— BEGIN PAGE —

Jeff Babko Interview
From supporting James Taylor to entertaining television audiences on ABC?s Jimmy Kimmel Live, Jeff Babko has, at his young age, already had a varied musical career.
Talk to almost any musician out of Los Angeles, and they rant and rave about Jeff. Rightfully so, because he is one most promising keyboardists out there. A musical collaborator with Mike Landau, Simon Phillips, Jeff Richman among many, Jeff has just released his first record as a composer – Broject and it is surely one of the hottest albums this winter. We recently talked to Jeff.
AL: You have had the chance to perform and excel with studio greats such as Michael Landau and Steve Lukather. You have toured with Toto and even substituted for Larry Goldings in the James Taylor band. Do you consider yourself just one of the luckiest guys or was there more to this then serendipity?>
JB: Thanks, man. This is a complex question– you’re gonna get a complex answer!
Well, you say one of the luckiest guys– luck IS part of it, but there’s more. I mean, I definitely wake up every day and am so thankful for the blessings that have come to my life. So many musicians would love to do what I’m so fortunate to do every day! Sure– a couple things have fallen in my lap, and there are clearly about 4 dozen keyboard players even in L.A. alone that could do what I do– or actually do MORE than what I do! But it’s a combination that I think keeps me working. Probably number one is a complete dedication to making sure I stay passionate about the music. So many guys seem to have gotten lazy or uninspired in their playing– or safe.
I’m probably not a super-technician like Otmaro Ruiz or Scott Kinsey or Steve Weingart– some of my favorite players here in town. But every time I sit down to play, I give 100% of my spirit and attention to the music at hand.
Second of all, it’s probably having a good attitude. I love hanging with all of those guys you mentioned, and we have a great time. You know– who wants a spoiled sport on their gig?
Also… it’s doing your homework. With the James Taylor gig, Larry Goldings was having a new baby and didn’t want to go out for a portion of the tour.

— END PAGE —
— BEGIN MATERIAL SHOWN —

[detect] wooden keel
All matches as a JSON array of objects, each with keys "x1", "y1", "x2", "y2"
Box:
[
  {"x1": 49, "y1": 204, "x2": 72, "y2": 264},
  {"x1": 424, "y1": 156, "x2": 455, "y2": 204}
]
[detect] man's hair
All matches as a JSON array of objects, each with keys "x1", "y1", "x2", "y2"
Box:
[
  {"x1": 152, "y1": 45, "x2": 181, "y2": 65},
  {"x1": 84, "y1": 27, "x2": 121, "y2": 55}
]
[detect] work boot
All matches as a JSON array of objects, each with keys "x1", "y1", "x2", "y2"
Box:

— END MATERIAL SHOWN —

TASKS TO COMPLETE |
A. From the Jeff Babko interview, pull out the passage starting with "Second of all, it’s" and going on through "on their gig?".
B. Write the next part of the Jeff Babko interview, continuing after its last sentence.

EXERCISE RESULTS |
A.
Second of all, it’s probably having a good attitude. I love hanging with all of those guys you mentioned, and we have a great time. You know– who wants a spoiled sport on their gig?

B.
So he sent me board tapes of the show. I played that show through every day and was as prepared as I could be. We had no rehearsal for James’ thing– I just had to go hit it on a gig in front of 4,000 people. With Steve Gadd! Believe me– I was nervous– VERY nervous, but felt prepared. Sometimes I’ll just play the demos or the music I have to learn in my car OVER and OVER again until I’ve internalized it.
Finally, you know, I grew up in L.A. wanting to do EXACTLY what I’m doing! That IS lucky, isn’t it!? But over the years, going to clubs since I was 14 and checking out all of the records I could with Luke, Landau, all the L.A greats– by the time I was of age to collaborate with these guys, I was so familiar with their work that it seemed to click! I mean– with Toto– that was the most surreal– I remember transcribing David Paich’s parts in my parents’ living room when Toto IV came out! And there I was– in Oslo, Norway– playing the SAME parts to about 10,000 people. That’s when you feel really blessed, really lucky like you say, and like any hard work and research and love for the music pays off.
AL: The University of Miami and Cal Arts played a big role in your evolution as a musician.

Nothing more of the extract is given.